Did you get an email from her?
Yep, same email.
Okay, good.
So you wanted our address so that she can send off some new Limoncello.
And she's about to get back on the boat.
She goes, what, a couple months?
I thought she had a douchebag call out.
Oh, yes.
Pebble Mine.
Douchebag.
There you go.
You're right.
How long is she out?
She's out a couple months.
She'll be gone.
I have no idea.
Okay.
Here we go.
Besides my good podcast buddy, John C. Dvorak, we also congratulate Christopher Genuso on Actually, Christopher congratulates his brother, Jack.
He turns 30 today.
Devin Enright says happy birthday to his smoking hot girlfriend, Tommy Lynn.
She's a fifth baby as well.
Kevin Johnson to his smoking hot wife, Nikki.
She turns 33 as John turns 66.
Young LeClerc, Sir Quijiboo, 37th on April 10th.
Sir Kevin Wood says happy birthday to his daughter Kayla in advance.
She'll be celebrating on the 10th as well.
Eric Olson celebrated yesterday.
And Sir Don Baron of New Hampshire will be celebrating his birthday on the 7th, one year younger than you.
Happy birthday everybody from your buddies here at the best podcast in the universe.
Nice to see everyone.
It's a ruckus show.
I want to remind people if they didn't get in for my birthday thing, Sunday will still work.
Oh, okay.
That's very kind.
You know, someone sent me a rundown, which I thought was quite cute, of the historical census questions.
Since this has been such a big deal.

Available data.
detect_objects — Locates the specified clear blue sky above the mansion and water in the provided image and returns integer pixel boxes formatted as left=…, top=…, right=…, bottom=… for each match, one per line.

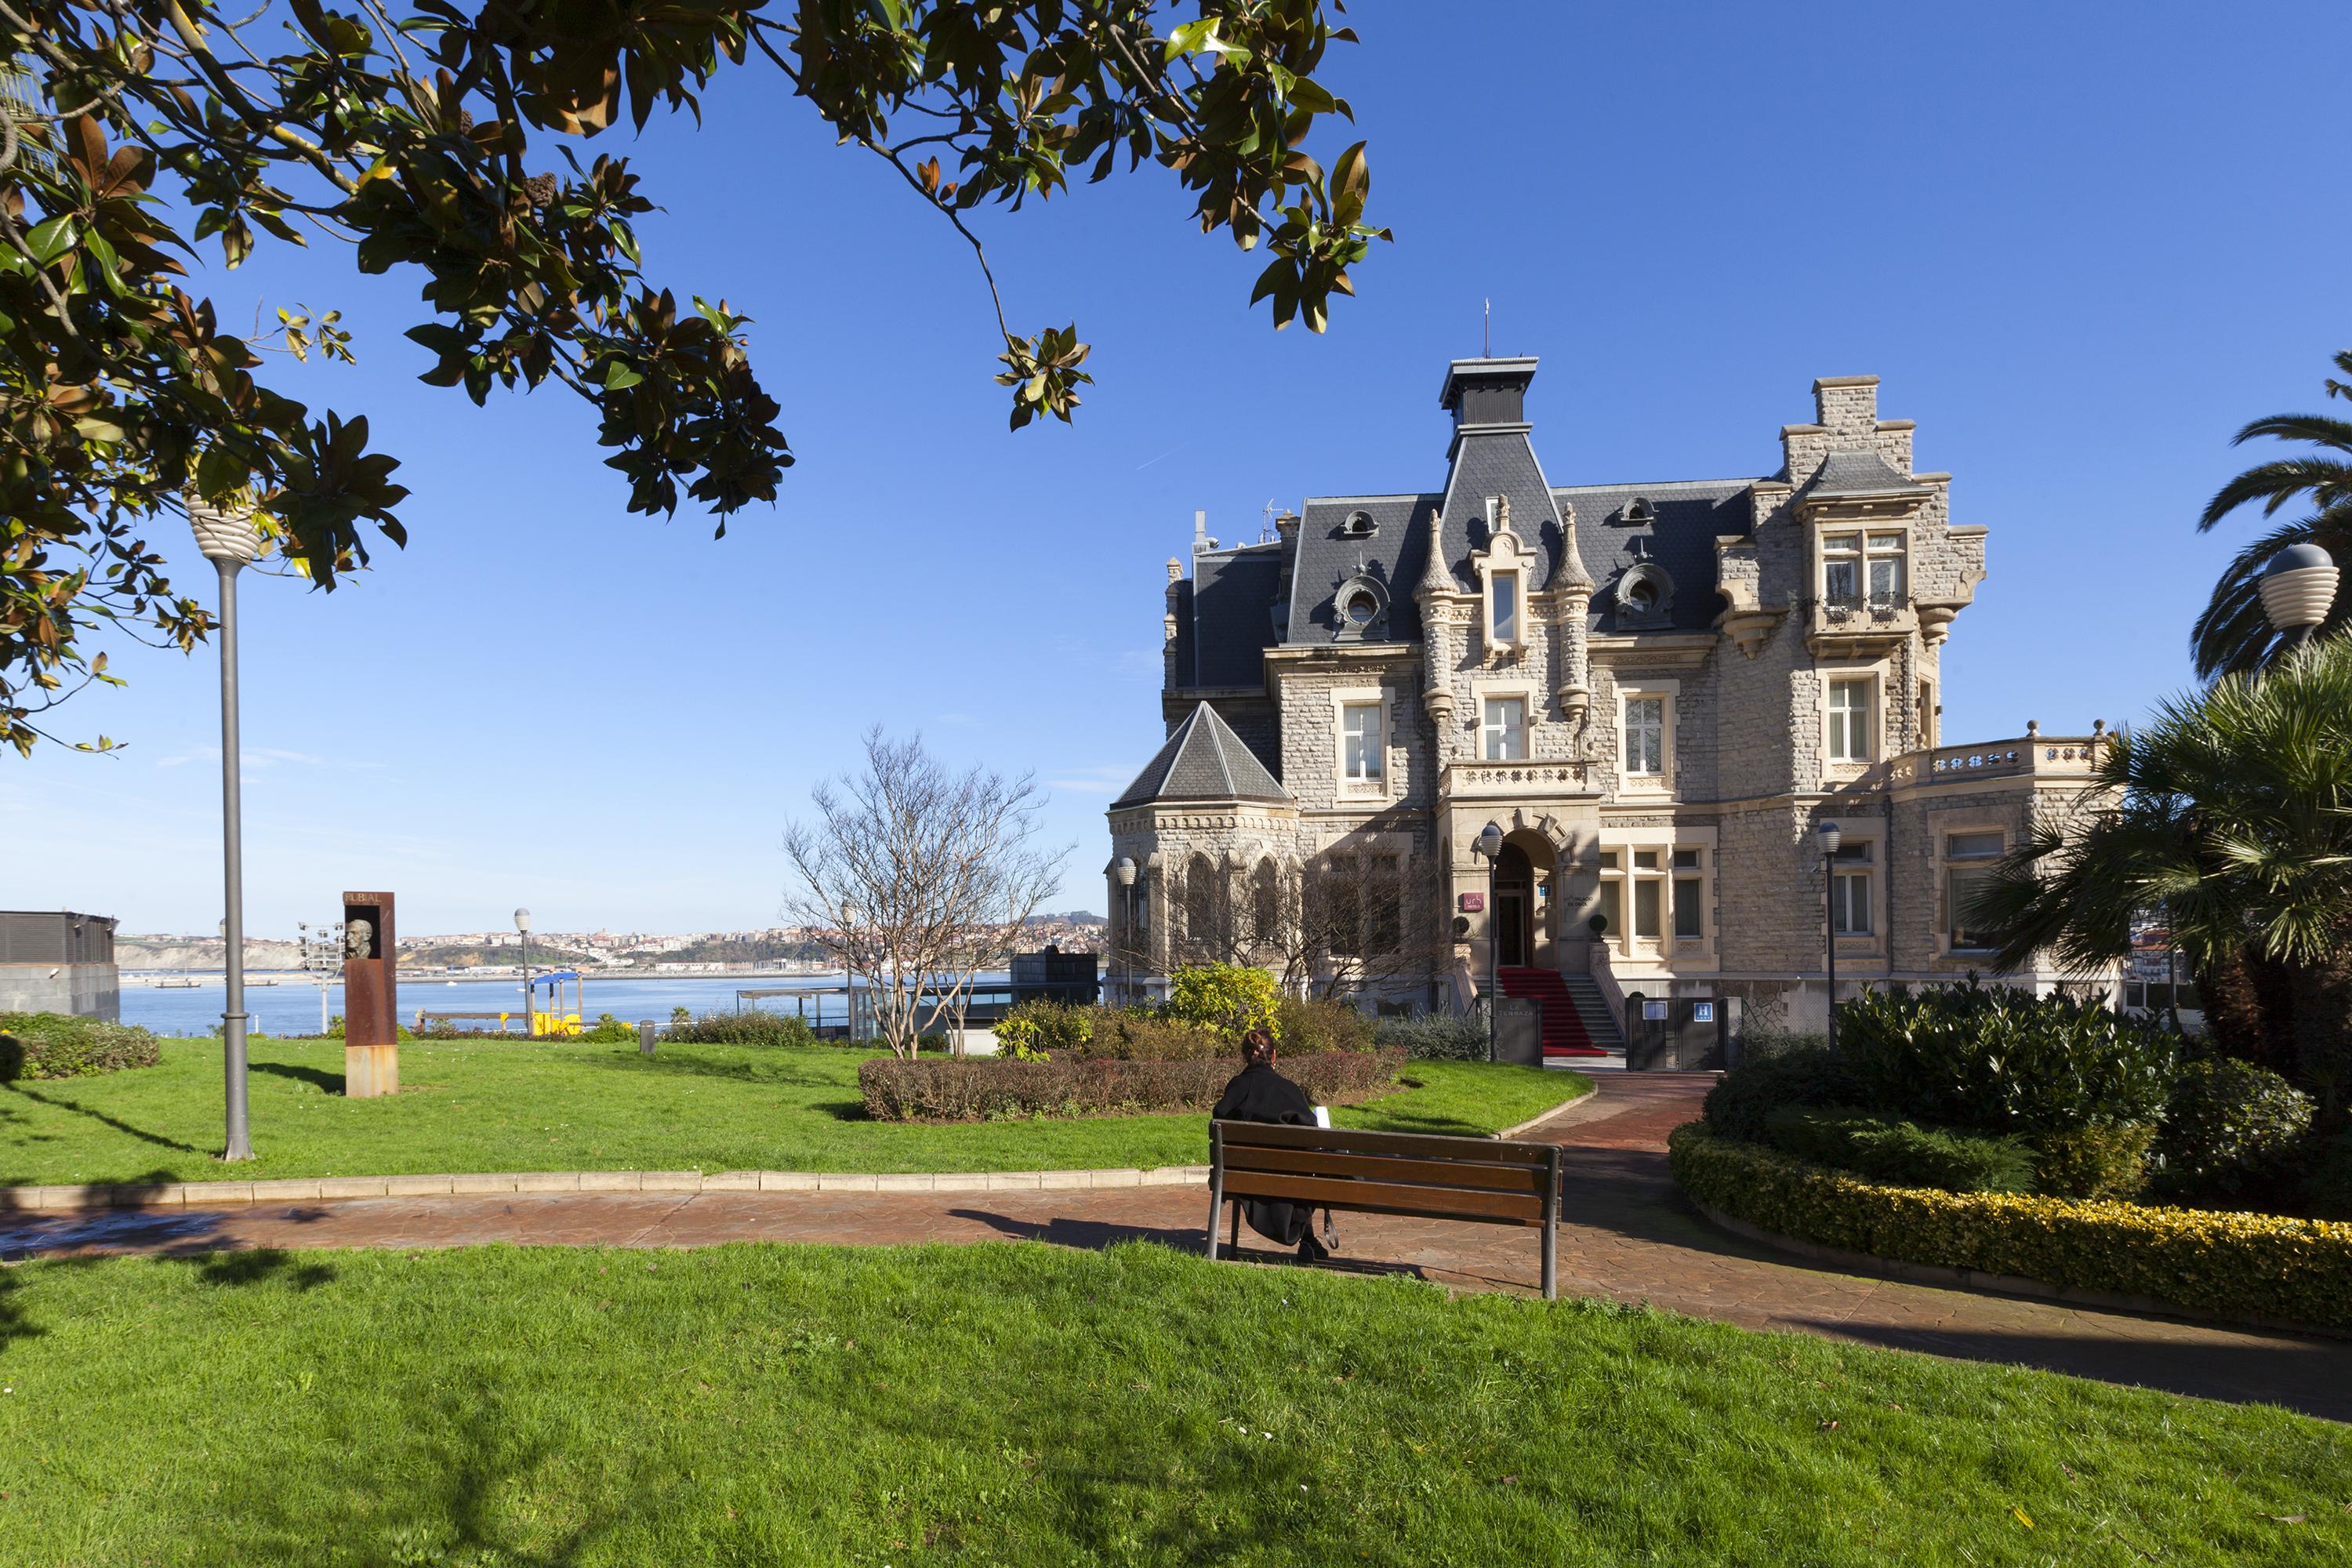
left=0, top=0, right=2352, bottom=933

Using the information.
1) In the podcast transcript, rewrite the passage between "Young LeClerc, Sir" and "a big deal.", inclusive, replacing "ruckus" with "rowdy".
2) According to the podcast transcript, why was the address asked for?

Answers per task.
1)
Young LeClerc, Sir Quijiboo, 37th on April 10th.
Sir Kevin Wood says happy birthday to his daughter Kayla in advance.
She'll be celebrating on the 10th as well.
Eric Olson celebrated yesterday.
And Sir Don Baron of New Hampshire will be celebrating his birthday on the 7th, one year younger than you.
Happy birthday everybody from your buddies here at the best podcast in the universe.
Nice to see everyone.
It's a rowdy show.
I want to remind people if they didn't get in for my birthday thing, Sunday will still work.
Oh, okay.
That's very kind.
You know, someone sent me a rundown, which I thought was quite cute, of the historical census questions.
Since this has been such a big deal.

2) It was asked for so that some new Limoncello could be sent off.